* Begin *
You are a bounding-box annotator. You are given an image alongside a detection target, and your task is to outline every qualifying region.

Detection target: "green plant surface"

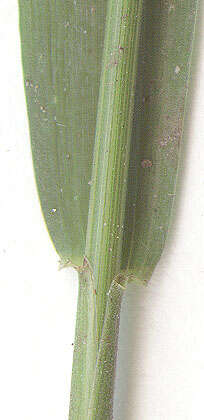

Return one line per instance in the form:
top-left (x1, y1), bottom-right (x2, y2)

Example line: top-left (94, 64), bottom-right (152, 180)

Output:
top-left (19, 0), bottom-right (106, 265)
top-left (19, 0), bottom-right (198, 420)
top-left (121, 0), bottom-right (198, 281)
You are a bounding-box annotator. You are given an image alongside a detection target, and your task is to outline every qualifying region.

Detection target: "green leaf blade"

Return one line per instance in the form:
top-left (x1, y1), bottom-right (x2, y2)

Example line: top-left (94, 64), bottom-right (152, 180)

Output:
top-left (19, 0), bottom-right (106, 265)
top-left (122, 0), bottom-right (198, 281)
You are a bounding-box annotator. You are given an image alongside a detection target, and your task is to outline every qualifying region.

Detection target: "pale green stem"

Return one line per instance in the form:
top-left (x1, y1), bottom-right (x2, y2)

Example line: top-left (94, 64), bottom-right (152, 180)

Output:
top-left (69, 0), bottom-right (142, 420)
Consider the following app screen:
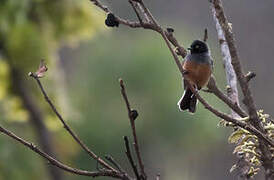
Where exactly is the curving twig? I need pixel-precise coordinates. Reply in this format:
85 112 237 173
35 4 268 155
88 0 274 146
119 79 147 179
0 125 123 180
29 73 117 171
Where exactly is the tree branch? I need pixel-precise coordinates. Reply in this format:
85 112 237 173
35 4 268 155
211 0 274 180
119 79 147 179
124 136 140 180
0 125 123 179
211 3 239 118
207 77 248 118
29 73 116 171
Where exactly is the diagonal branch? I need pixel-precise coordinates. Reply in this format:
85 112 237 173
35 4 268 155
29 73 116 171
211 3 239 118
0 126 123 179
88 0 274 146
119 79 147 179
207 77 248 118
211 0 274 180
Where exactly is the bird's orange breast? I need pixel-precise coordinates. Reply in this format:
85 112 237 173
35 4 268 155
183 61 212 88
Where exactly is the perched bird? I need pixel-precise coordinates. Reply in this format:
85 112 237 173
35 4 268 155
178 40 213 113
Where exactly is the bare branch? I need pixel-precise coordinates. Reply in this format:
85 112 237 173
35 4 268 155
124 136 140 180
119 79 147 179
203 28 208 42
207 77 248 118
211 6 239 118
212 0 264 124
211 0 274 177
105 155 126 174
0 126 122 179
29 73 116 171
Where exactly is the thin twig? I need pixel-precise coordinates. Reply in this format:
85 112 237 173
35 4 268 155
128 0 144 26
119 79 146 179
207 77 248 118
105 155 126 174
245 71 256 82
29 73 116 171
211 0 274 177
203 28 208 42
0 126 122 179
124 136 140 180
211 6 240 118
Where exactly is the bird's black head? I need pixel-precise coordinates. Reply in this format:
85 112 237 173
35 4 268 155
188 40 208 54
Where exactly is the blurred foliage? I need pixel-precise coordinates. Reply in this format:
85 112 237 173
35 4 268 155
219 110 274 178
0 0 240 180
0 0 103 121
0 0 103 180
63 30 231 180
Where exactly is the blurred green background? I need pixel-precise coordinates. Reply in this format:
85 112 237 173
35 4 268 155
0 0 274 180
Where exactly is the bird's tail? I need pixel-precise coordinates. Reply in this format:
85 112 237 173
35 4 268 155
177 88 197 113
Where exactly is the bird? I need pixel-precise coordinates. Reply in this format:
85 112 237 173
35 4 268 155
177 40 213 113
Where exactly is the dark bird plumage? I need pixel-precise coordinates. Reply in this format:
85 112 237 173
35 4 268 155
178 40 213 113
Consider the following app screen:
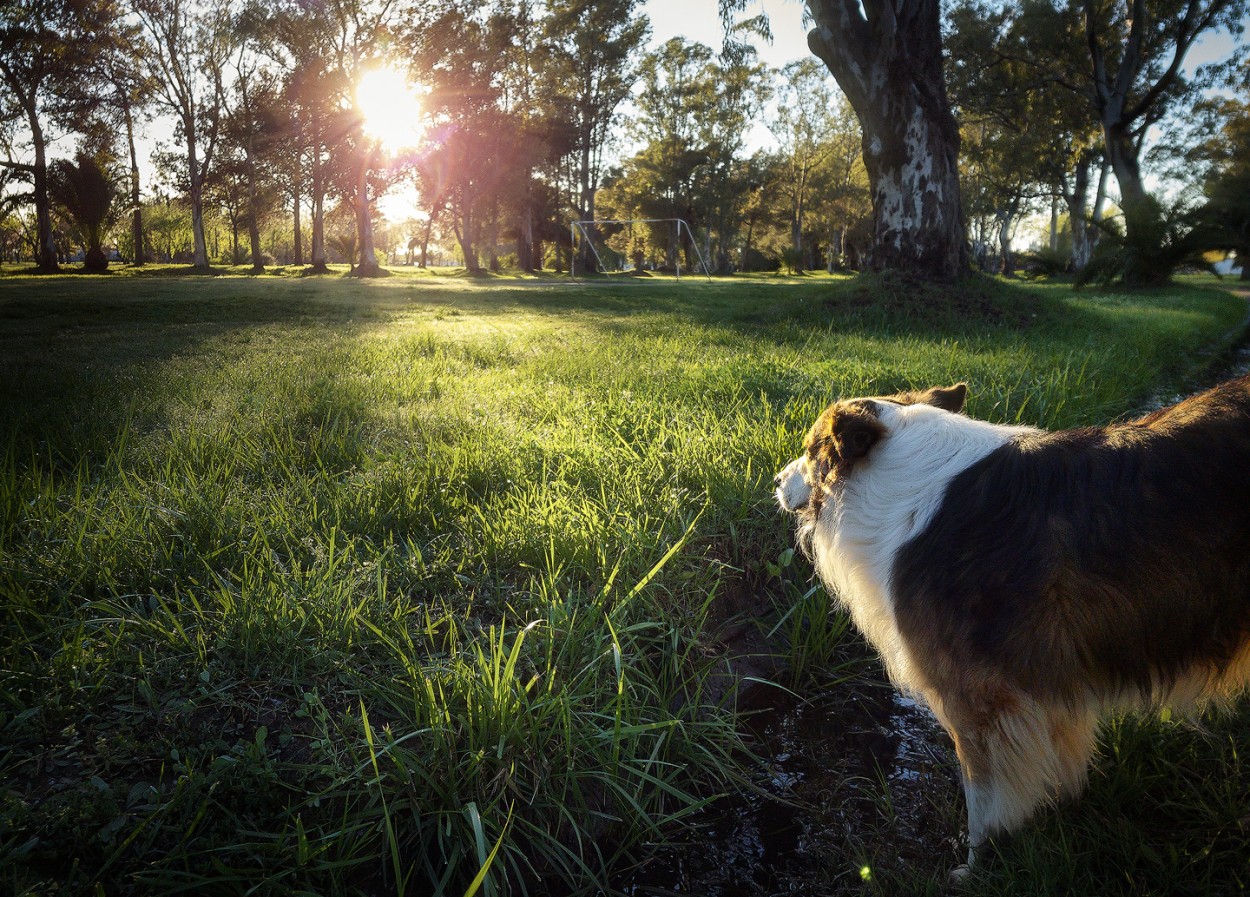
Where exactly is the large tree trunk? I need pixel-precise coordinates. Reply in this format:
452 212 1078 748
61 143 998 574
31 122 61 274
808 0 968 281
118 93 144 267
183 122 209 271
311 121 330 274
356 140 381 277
* End *
JOB:
Can you convert the lines above, from the one containing "Where exactly is the perched" through the final line, into a JSON list of strings with one string per line, omitting blank lines and the pictures?

EXERCISE SOLUTION:
[
  "Where exactly is the perched bird? I need pixel-precise coordinates. Reply in this format:",
  "85 112 237 173",
  "35 4 268 155",
  "178 40 213 113",
  "Where exactly is the bare branch? I need pixel-precise coordinates. Reply in this format:",
  "85 112 237 173",
  "35 4 268 155",
  "124 136 140 180",
  "119 79 147 179",
  "203 28 208 42",
  "207 77 248 118",
  "211 6 239 118",
  "212 0 264 124",
  "211 0 274 177",
  "105 155 126 174",
  "0 126 122 179",
  "29 73 116 171",
  "Where exactly is the thin twig? I need pixel-precise coordinates. Reply in this format:",
  "85 112 237 173",
  "35 4 268 155",
  "128 0 144 26",
  "119 79 146 179",
  "207 77 248 118",
  "105 155 126 174",
  "245 71 256 82",
  "29 73 116 171",
  "211 0 274 177",
  "203 28 208 42",
  "0 126 122 179",
  "124 136 140 180",
  "211 6 240 118",
  "Where exactly is the bird's black head? I need pixel-precise coordinates. Reply in this format:",
  "85 112 237 173",
  "35 4 268 155",
  "188 40 208 54",
  "Where exactly is the blurred foliage? I need pixel-precise coordinates. Reply in this format:",
  "85 112 237 173",
  "35 4 268 155",
  "219 110 274 178",
  "0 0 240 180",
  "0 0 103 121",
  "0 0 103 180",
  "63 30 231 180",
  "Where exactly is the blurred green background? I need pixel-precise coordinates. Reply in this format:",
  "85 112 237 173",
  "35 4 268 155",
  "0 0 274 180",
  "Where exactly is the bird's tail? I need pixel-precise coordinates. Reply in this format:",
  "85 112 237 173",
  "35 4 268 155",
  "177 88 197 113",
  "Where exactly is the bird? I need pixel-precise coordinates. Reply in this format:",
  "85 112 237 173",
  "35 4 268 155",
  "177 40 213 113",
  "Where exactly is the dark bird plumage? I need pixel-precise coordinates. Reply in this format:",
  "85 112 237 173",
  "35 4 268 155",
  "178 40 213 113",
  "Consider the following app screen:",
  "Where exactly is the large tree trunk? I need pixel-precise coordinates. Reply in this format:",
  "452 212 1078 748",
  "61 143 998 574",
  "31 122 61 274",
  "808 0 968 281",
  "118 93 144 267",
  "183 122 209 271",
  "311 121 330 274",
  "356 140 381 277"
]